Please render the stretch of the listing from its start through the line containing "M 117 113 L" as a two-column CSV headed label_text and path_data. Give every text and its answer a row of their own, with each in one quoted field, line breaks turned into spaces, and the pictures left out.

▼▼▼

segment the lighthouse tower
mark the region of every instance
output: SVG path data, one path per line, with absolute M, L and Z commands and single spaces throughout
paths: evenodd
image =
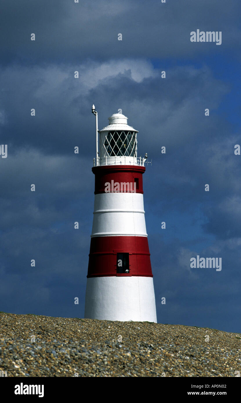
M 117 113 L 98 131 L 85 318 L 156 322 L 137 130 Z M 99 139 L 98 138 L 99 133 Z M 99 151 L 99 145 L 100 151 Z

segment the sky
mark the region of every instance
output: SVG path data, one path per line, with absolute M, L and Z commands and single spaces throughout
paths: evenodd
M 158 322 L 241 332 L 241 9 L 2 0 L 0 311 L 84 317 L 93 103 L 100 129 L 121 109 L 138 156 L 152 161 L 143 179 Z M 221 31 L 221 44 L 191 42 L 197 29 Z M 222 258 L 222 270 L 191 268 L 198 255 Z

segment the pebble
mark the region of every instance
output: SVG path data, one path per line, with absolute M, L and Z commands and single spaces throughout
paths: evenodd
M 4 312 L 0 323 L 0 371 L 8 376 L 233 377 L 241 372 L 239 334 Z

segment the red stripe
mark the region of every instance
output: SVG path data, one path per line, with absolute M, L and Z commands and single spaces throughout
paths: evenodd
M 94 166 L 92 170 L 95 175 L 95 194 L 105 193 L 105 183 L 138 183 L 136 185 L 136 193 L 143 193 L 142 175 L 145 170 L 144 166 L 137 165 L 104 165 L 103 166 Z M 135 179 L 136 181 L 135 181 Z M 132 189 L 133 187 L 132 187 Z
M 116 253 L 129 253 L 130 272 L 116 273 Z M 92 238 L 87 277 L 138 276 L 153 277 L 146 237 Z

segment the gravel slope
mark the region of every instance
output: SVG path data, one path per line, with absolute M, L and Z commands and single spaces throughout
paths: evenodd
M 235 376 L 241 335 L 1 312 L 0 370 L 8 376 Z

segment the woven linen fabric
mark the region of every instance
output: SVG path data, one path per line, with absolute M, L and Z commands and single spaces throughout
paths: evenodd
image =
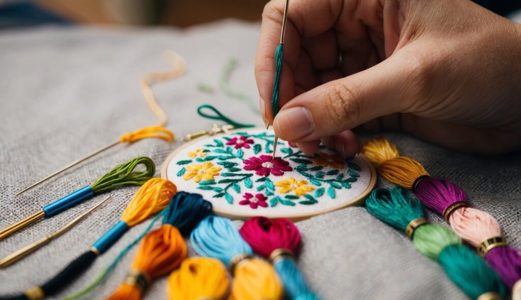
M 158 176 L 164 160 L 182 144 L 182 134 L 211 128 L 213 121 L 196 115 L 201 104 L 214 105 L 238 121 L 262 125 L 260 117 L 244 102 L 196 88 L 200 82 L 217 87 L 225 62 L 233 56 L 239 65 L 232 74 L 231 86 L 256 104 L 253 64 L 259 31 L 258 24 L 226 21 L 183 31 L 71 27 L 0 33 L 0 227 L 92 183 L 130 158 L 150 156 L 158 166 Z M 168 68 L 160 58 L 166 49 L 178 52 L 187 64 L 184 76 L 153 87 L 177 142 L 149 139 L 120 145 L 21 196 L 14 195 L 121 134 L 156 123 L 139 82 L 146 72 Z M 521 155 L 478 157 L 405 134 L 385 136 L 404 155 L 420 161 L 433 176 L 460 185 L 467 193 L 470 205 L 493 215 L 511 244 L 521 247 Z M 379 178 L 377 186 L 391 185 Z M 126 187 L 110 192 L 112 200 L 70 231 L 0 270 L 0 292 L 19 293 L 56 274 L 117 221 L 137 189 Z M 0 256 L 57 230 L 105 195 L 0 241 Z M 431 213 L 429 217 L 446 226 Z M 90 282 L 148 223 L 131 229 L 57 298 Z M 296 224 L 303 242 L 299 267 L 311 287 L 324 299 L 466 298 L 437 263 L 418 253 L 402 233 L 363 207 L 343 209 Z M 119 285 L 137 249 L 124 257 L 91 298 L 106 297 Z M 155 280 L 145 299 L 166 299 L 166 277 Z

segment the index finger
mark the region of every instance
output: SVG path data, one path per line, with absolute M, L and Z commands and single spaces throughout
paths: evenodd
M 271 95 L 275 51 L 280 42 L 286 1 L 271 0 L 265 6 L 255 56 L 255 79 L 260 101 L 264 102 L 265 120 L 270 123 L 274 118 Z M 294 70 L 300 54 L 301 38 L 316 35 L 332 27 L 342 10 L 342 0 L 290 1 L 279 82 L 280 106 L 295 96 Z

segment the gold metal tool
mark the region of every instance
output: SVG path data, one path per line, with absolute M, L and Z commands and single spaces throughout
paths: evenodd
M 82 213 L 81 215 L 80 215 L 78 217 L 75 218 L 74 219 L 58 229 L 56 232 L 40 239 L 36 242 L 28 245 L 27 246 L 26 246 L 25 247 L 11 253 L 2 259 L 0 259 L 0 268 L 5 268 L 6 267 L 18 261 L 30 254 L 41 248 L 44 245 L 47 244 L 49 242 L 51 242 L 58 236 L 63 234 L 67 230 L 70 229 L 73 226 L 83 219 L 87 216 L 87 215 L 99 207 L 102 204 L 105 203 L 107 201 L 110 199 L 110 197 L 111 196 L 110 195 L 107 196 L 105 199 L 102 200 L 99 203 L 90 208 L 86 211 Z

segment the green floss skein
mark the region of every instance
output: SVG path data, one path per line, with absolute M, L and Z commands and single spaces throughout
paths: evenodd
M 402 231 L 412 221 L 425 216 L 419 202 L 399 187 L 375 190 L 365 205 L 370 214 Z M 487 293 L 505 297 L 506 289 L 499 276 L 483 259 L 462 246 L 461 238 L 454 232 L 441 225 L 424 223 L 410 235 L 416 249 L 437 260 L 451 280 L 472 299 Z

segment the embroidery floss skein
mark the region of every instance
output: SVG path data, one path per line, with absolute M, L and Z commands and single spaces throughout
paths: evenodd
M 443 216 L 509 288 L 521 282 L 521 252 L 508 245 L 493 217 L 467 207 L 466 195 L 459 186 L 446 179 L 431 178 L 419 162 L 400 156 L 396 146 L 383 138 L 367 142 L 363 153 L 386 179 L 412 189 L 426 206 Z
M 98 256 L 106 252 L 131 227 L 166 207 L 177 192 L 177 188 L 168 180 L 150 179 L 138 190 L 120 221 L 93 244 L 88 251 L 78 256 L 45 284 L 28 290 L 16 298 L 30 300 L 32 298 L 30 295 L 38 294 L 39 298 L 43 299 L 55 295 L 86 271 Z
M 472 299 L 499 300 L 506 289 L 498 274 L 478 256 L 462 245 L 453 231 L 430 224 L 419 201 L 405 190 L 377 189 L 366 201 L 367 211 L 404 231 L 422 254 L 438 262 L 449 278 Z
M 218 259 L 187 258 L 172 272 L 167 284 L 169 300 L 225 298 L 230 285 L 226 268 Z
M 157 104 L 155 98 L 154 97 L 154 93 L 150 88 L 150 85 L 156 81 L 165 81 L 166 80 L 171 80 L 175 79 L 184 73 L 185 62 L 184 60 L 179 54 L 176 52 L 169 51 L 165 52 L 164 57 L 165 61 L 172 65 L 173 69 L 168 71 L 163 72 L 151 72 L 147 73 L 141 79 L 140 83 L 140 86 L 145 99 L 148 106 L 148 108 L 152 113 L 156 115 L 159 119 L 159 124 L 158 125 L 147 126 L 138 129 L 132 132 L 128 132 L 122 135 L 119 140 L 113 142 L 112 143 L 104 146 L 94 152 L 78 159 L 69 164 L 64 168 L 54 172 L 50 175 L 41 179 L 36 182 L 29 185 L 27 188 L 22 190 L 16 193 L 16 196 L 20 195 L 22 193 L 28 191 L 42 182 L 52 178 L 72 167 L 78 165 L 80 162 L 84 161 L 89 158 L 100 153 L 109 148 L 111 148 L 120 143 L 132 144 L 138 141 L 148 138 L 157 138 L 164 140 L 167 142 L 173 142 L 174 140 L 173 134 L 171 131 L 164 128 L 166 125 L 167 118 L 165 113 L 161 109 L 161 107 Z
M 212 204 L 197 194 L 180 192 L 166 208 L 163 225 L 148 233 L 122 284 L 109 300 L 138 300 L 152 280 L 177 268 L 187 255 L 183 236 L 212 212 Z
M 134 171 L 134 169 L 139 165 L 143 165 L 146 170 Z M 38 213 L 0 230 L 0 241 L 44 218 L 55 216 L 97 194 L 123 185 L 141 185 L 154 176 L 155 171 L 154 161 L 148 157 L 137 157 L 123 162 L 100 177 L 90 186 L 73 192 L 44 206 Z
M 229 299 L 282 298 L 282 284 L 273 267 L 252 257 L 252 247 L 230 220 L 208 216 L 192 232 L 190 241 L 200 255 L 217 258 L 228 266 L 234 278 Z
M 295 262 L 300 233 L 289 220 L 255 217 L 246 220 L 239 232 L 254 251 L 272 262 L 289 298 L 318 298 L 308 288 Z

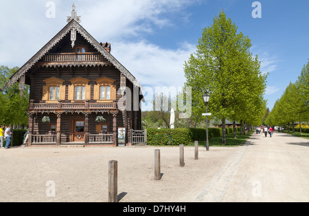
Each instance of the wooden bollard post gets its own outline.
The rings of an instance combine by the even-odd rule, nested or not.
[[[161,179],[161,160],[160,150],[154,150],[154,180],[159,180]]]
[[[198,160],[198,141],[194,141],[194,160]]]
[[[181,166],[185,166],[185,152],[183,144],[179,145],[179,163]]]
[[[117,202],[118,162],[111,160],[108,162],[108,202]]]

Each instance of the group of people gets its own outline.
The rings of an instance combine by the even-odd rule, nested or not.
[[[12,125],[9,125],[6,127],[4,127],[4,125],[2,125],[0,127],[0,147],[1,149],[8,149],[10,148],[10,143],[11,143],[11,137],[12,133],[11,131]],[[5,146],[3,147],[4,138],[5,138]]]
[[[269,135],[271,136],[271,138],[273,136],[273,128],[271,127],[269,127],[269,125],[258,126],[256,127],[256,133],[260,134],[261,133],[263,133],[264,134],[265,134],[265,137],[267,137],[267,133],[269,133]],[[262,133],[262,134],[263,134],[263,133]]]

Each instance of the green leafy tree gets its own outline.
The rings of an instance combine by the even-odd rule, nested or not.
[[[220,12],[212,25],[203,30],[196,52],[185,63],[185,86],[192,91],[192,118],[198,122],[204,119],[202,95],[209,92],[209,110],[212,118],[222,122],[222,144],[225,119],[251,120],[255,118],[245,119],[244,114],[254,113],[264,105],[260,96],[267,74],[261,74],[260,62],[253,57],[251,46],[248,36],[238,33],[236,24]]]
[[[9,68],[0,66],[0,88],[2,88],[10,77],[19,68]],[[5,125],[13,125],[16,127],[27,125],[26,110],[29,107],[29,87],[25,86],[23,96],[21,97],[19,83],[14,84],[10,88],[0,92],[0,122]]]

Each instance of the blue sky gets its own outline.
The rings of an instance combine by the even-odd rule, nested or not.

▲▲▲

- Final result
label_text,path_data
"segment the lighthouse tower mark the region of every instance output: SVG path data, one path per line, with absolute M, L and Z commands and single spaces throughout paths: evenodd image =","M 117 113 L 98 131 L 85 318 L 156 322 L 137 130 Z M 99 139 L 98 138 L 99 133 Z M 99 151 L 99 145 L 100 151 Z"